_SET PROBLEM:_
Answer these questions about the extract on time in Persian grammar:
1. Whose framework is the study's theoretical foundation?
2. What two kinds of scanning may Persian constructions involve?
3. What data is the analysis based on?

_EXTRACT:_
◇ ◇ ◇ ◇
To address this limitation, the present study conceptualizes time not as a fixed grammatical category but as a cognitively constructed, experientially grounded, and culturally mediated phenomenon. From a cognitive linguistic perspective, temporal meaning emerges through the interaction of grammatical constructions, conceptual operations, and embodied experience. Language, therefore, plays an active role in shaping temporal cognition rather than merely encoding objective temporal relations.
Persian, with its rich metaphorical and aspectual resources, provides an appropriate context for examining these processes. Accordingly, this study moves beyond surface-level tense descriptions and investigates the cognitive mechanisms underlying temporal construal in Persian grammatical constructions. The main objective is to explain how time is conceptually structured in the minds of Persian speakers by analyzing naturally occurring linguistic data within the framework of Langacker’s Cognitive Grammar. In particular, the study examines how cognitive operations such as profiling, scanning, reference-point construction, and viewpoint contribute to dynamic representations of time in Persian discourse.
Theoretical Framework
The theoretical foundation of this study is Langacker’s Cognitive Grammar (1987, 1991, 2008), which treats grammar as an integral component of human cognition rather than an autonomous formal system. Within this framework, grammatical structures are symbolic units that pair linguistic form with conceptual content, and temporal meaning cannot be reduced to tense morphology alone but arises from broader processes of conceptualization.
One key notion employed in the analysis is profiling, which involves foregrounding a particular substructure within a broader conceptual domain. In Persian temporal constructions, speakers frequently profile specific phases, durations, or transitions of events, shaping how time is cognitively construed. Another central concept is scanning, referring to the mental traversal of a temporal sequence. Persian constructions may involve sequential scanning, highlighting the unfolding of events, or summary scanning, which compresses temporal extension into a holistic representation.
The framework also incorporates the notions of reference point and viewpoint, which play a crucial role in temporal interpretation. Reference points anchor temporal relations to salient moments or experiences, while viewpoint determines the perspectival position from which time is construed. These mechanisms allow speakers to manipulate temporal meaning flexibly, presenting time as dynamic, subjective, and context-dependent.
In addition, the study draws on cognitive semantic insights concerning conceptual metaphor, acknowledging that abstract domains such as time are often understood through more concrete experiential domains. Although the analysis remains grounded in Cognitive Grammar, it recognizes that metaphorical construals—such as time conceptualized as motion, substance, or agent—are central to Persian temporal expressions.
Research Methodology
This study adopts a qualitative, descriptive–analytical methodology consistent with cognitive linguistic research. Rather than relying on experimental elicitation or quantitative modeling, the analysis is based on naturally occurring linguistic data drawn from both spoken and written Persian, allowing for the examination of authentic patterns of temporal conceptualization in real communicative contexts.
◇ ◇ ◇ ◇
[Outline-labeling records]

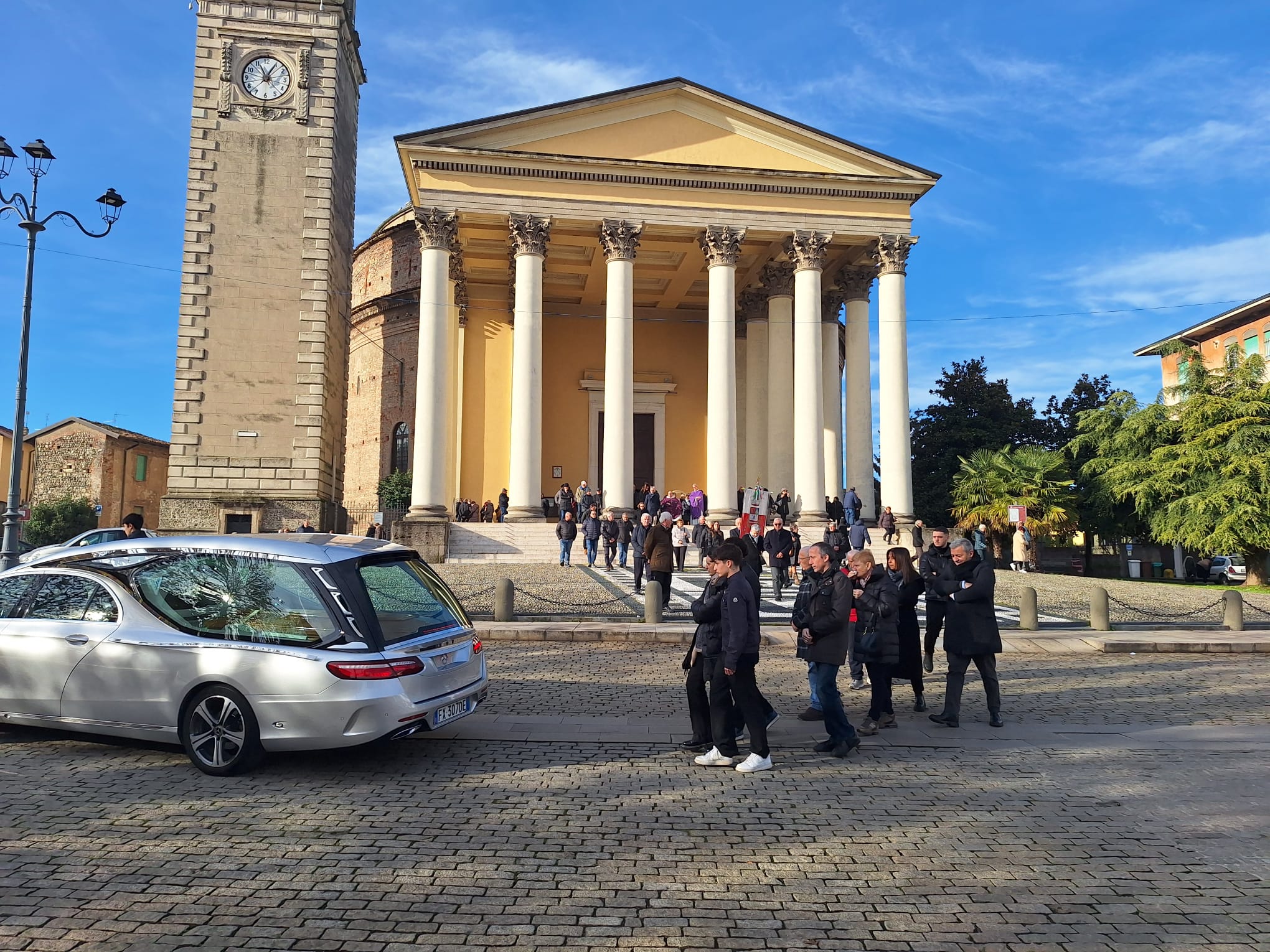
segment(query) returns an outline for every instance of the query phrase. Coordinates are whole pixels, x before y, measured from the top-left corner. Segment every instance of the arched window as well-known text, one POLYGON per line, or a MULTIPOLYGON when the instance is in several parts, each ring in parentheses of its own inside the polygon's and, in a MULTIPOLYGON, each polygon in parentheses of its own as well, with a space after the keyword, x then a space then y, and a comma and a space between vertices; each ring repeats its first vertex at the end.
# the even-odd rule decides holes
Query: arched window
POLYGON ((399 423, 392 428, 392 472, 410 470, 410 424, 399 423))

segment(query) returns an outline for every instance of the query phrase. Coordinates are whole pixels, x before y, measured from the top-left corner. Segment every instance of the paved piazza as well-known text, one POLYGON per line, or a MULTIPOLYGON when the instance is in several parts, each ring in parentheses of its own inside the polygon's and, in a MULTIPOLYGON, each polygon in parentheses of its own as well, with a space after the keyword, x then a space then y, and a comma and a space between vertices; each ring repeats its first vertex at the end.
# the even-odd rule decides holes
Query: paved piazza
POLYGON ((237 779, 0 731, 0 949, 1270 949, 1265 656, 1011 654, 1006 729, 897 685, 836 760, 773 651, 753 776, 662 740, 681 658, 495 644, 446 735, 237 779))

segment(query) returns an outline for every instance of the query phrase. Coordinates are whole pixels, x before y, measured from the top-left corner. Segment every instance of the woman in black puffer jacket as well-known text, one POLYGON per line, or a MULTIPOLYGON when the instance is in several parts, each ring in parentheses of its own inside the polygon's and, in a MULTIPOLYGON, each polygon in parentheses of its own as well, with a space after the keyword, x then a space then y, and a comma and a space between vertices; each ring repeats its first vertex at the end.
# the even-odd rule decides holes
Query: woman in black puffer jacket
POLYGON ((869 669, 872 703, 859 732, 870 736, 879 727, 895 726, 890 678, 899 664, 899 586, 867 548, 852 552, 847 578, 855 586, 856 658, 869 669))

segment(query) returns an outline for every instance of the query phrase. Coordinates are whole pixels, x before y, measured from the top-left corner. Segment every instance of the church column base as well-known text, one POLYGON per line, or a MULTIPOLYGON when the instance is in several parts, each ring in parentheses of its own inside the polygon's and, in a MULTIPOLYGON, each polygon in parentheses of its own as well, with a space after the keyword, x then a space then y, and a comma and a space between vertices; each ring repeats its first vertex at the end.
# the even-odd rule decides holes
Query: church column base
POLYGON ((392 523, 392 541, 413 548, 425 562, 443 562, 450 545, 450 522, 410 513, 392 523))

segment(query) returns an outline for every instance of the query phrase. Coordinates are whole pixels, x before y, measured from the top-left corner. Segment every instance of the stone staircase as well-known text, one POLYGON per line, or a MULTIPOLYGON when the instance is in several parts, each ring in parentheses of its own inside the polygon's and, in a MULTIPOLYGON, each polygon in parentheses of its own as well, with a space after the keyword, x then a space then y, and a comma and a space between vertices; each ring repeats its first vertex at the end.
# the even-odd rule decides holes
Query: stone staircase
MULTIPOLYGON (((574 543, 574 557, 582 539, 574 543)), ((450 523, 446 561, 469 565, 489 562, 554 565, 560 561, 555 522, 455 522, 450 523)))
◇ ◇ ◇ ◇
_EXERCISE OUTPUT:_
1. Langacker's Cognitive Grammar.
2. Sequential scanning and summary scanning.
3. Naturally occurring linguistic data drawn from both spoken and written Persian.